> [SOURCE TEXT]:
================================
Question

A plane mirror is placed at the origin so that the direction ratios of its normal are $(1,-1,1).$ A ray of light, coming along the positive direction of the $x-$axis strikes the mirror. Then the direction cosines of the reflected ray are

• A. $\frac{1}{3},\frac{2}{3},\frac{2}{3}$
• B. $-\frac{1}{3},\frac{2}{3},\frac{2}{3}$
• C. $-\frac{1}{3},-\frac{2}{3},-\frac{2}{3}$
• D. $-\frac{1}{3},-\frac{2}{3},\frac{2}{3}$

Answer 1

The correct option is D $-\frac{1}{3},-\frac{2}{3},\frac{2}{3}$

Let $(l,m,n)$ be the d.c.'s of reflected ray,
$(1,0,0)$ are the d.c.'s of incident ray $(x-\text{axis})$
D.c.'s of normal are $(\frac{1}{\sqrt{3}},-\frac{1}{\sqrt{3}},\frac{1}{\sqrt{3}})$
Let $(l_1,m_1,n_1)=(l,m,n),(l_2,m_2,n_2)=(1,0,0)$
If $\theta$ is the angle between the normal to the plane and incident ray, then $\cos \theta =\frac{1}{\sqrt{3}}$
Where,
$(\frac{l_1+l_2}{2\cos \theta },\frac{m_1+m_2}{2\cos \theta },\frac{n_1+n_2}{2\cos \theta })=(\frac{1}{\sqrt{3}},-\frac{1}{\sqrt{3}},\frac{1}{\sqrt{3}})$
$\frac{l+1}{2\cos \theta }=\frac{1}{\sqrt{3}}\Rightarrow l=-\frac{1}{3}$
$\frac{m-0}{2\cos \theta }=-\frac{1}{\sqrt{3}}\Rightarrow m=-\frac{2}{3}$
$\frac{n+0}{2\cos \theta }=\frac{1}{\sqrt{3}}\Rightarrow n=\frac{2}{3}$
================================
> [PROBLEM 1]:
Reproduce the plane mirror reflection problem and its worked solution above in full, word for word and symbol for symbol.
================================
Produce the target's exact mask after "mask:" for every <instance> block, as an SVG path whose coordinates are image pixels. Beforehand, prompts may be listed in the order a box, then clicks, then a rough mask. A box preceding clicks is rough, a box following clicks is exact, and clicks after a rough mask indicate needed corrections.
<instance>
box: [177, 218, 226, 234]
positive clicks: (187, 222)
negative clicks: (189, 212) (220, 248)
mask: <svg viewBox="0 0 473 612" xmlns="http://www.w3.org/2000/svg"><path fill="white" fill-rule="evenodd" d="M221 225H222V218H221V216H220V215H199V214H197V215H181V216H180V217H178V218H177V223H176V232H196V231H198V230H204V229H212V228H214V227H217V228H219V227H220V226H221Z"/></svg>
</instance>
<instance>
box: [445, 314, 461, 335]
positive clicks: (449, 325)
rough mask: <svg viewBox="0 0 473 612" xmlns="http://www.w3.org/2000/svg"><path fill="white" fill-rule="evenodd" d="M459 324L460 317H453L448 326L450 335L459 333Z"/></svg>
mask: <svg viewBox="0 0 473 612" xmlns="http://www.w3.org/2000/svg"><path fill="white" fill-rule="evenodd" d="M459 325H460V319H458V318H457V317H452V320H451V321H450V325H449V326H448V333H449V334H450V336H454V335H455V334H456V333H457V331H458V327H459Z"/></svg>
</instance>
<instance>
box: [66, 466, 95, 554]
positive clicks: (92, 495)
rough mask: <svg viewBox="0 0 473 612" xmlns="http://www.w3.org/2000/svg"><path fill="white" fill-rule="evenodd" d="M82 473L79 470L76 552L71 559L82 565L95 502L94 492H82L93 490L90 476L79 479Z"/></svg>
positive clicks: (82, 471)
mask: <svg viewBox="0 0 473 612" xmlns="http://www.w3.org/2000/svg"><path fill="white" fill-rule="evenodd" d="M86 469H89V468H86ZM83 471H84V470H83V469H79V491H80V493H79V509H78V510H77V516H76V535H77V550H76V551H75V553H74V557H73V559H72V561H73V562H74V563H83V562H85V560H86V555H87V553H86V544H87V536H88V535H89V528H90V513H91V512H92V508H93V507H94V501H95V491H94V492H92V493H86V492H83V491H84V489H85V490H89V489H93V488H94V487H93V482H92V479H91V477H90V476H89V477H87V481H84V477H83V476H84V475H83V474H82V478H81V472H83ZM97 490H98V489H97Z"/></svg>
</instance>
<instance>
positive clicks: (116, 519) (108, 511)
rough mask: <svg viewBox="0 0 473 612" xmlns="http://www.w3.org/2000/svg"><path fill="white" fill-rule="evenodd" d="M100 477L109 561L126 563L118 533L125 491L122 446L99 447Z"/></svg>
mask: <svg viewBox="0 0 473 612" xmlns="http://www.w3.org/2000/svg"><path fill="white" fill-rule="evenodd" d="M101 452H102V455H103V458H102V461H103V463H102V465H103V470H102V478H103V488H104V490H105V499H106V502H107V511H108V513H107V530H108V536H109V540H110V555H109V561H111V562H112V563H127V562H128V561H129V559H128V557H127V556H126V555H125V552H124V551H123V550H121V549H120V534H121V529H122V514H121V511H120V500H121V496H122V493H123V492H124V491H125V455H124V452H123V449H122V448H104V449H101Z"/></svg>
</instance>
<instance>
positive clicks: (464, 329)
================================
> [PROBLEM 2]:
How many lines of the records above contain the string "positive"? Reply with the number alone.

> [ANSWER AREA 1]:
Question

A plane mirror is placed at the origin so that the direction ratios of its normal are $(1,-1,1).$ A ray of light, coming along the positive direction of the $x-$axis strikes the mirror. Then the direction cosines of the reflected ray are

• A. $\frac{1}{3},\frac{2}{3},\frac{2}{3}$
• B. $-\frac{1}{3},\frac{2}{3},\frac{2}{3}$
• C. $-\frac{1}{3},-\frac{2}{3},-\frac{2}{3}$
• D. $-\frac{1}{3},-\frac{2}{3},\frac{2}{3}$

Answer 1

The correct option is D $-\frac{1}{3},-\frac{2}{3},\frac{2}{3}$

Let $(l,m,n)$ be the d.c.'s of reflected ray,
$(1,0,0)$ are the d.c.'s of incident ray $(x-\text{axis})$
D.c.'s of normal are $(\frac{1}{\sqrt{3}},-\frac{1}{\sqrt{3}},\frac{1}{\sqrt{3}})$
Let $(l_1,m_1,n_1)=(l,m,n),(l_2,m_2,n_2)=(1,0,0)$
If $\theta$ is the angle between the normal to the plane and incident ray, then $\cos \theta =\frac{1}{\sqrt{3}}$
Where,
$(\frac{l_1+l_2}{2\cos \theta },\frac{m_1+m_2}{2\cos \theta },\frac{n_1+n_2}{2\cos \theta })=(\frac{1}{\sqrt{3}},-\frac{1}{\sqrt{3}},\frac{1}{\sqrt{3}})$
$\frac{l+1}{2\cos \theta }=\frac{1}{\sqrt{3}}\Rightarrow l=-\frac{1}{3}$
$\frac{m-0}{2\cos \theta }=-\frac{1}{\sqrt{3}}\Rightarrow m=-\frac{2}{3}$
$\frac{n+0}{2\cos \theta }=\frac{1}{\sqrt{3}}\Rightarrow n=\frac{2}{3}$

> [ANSWER AREA 2]:
6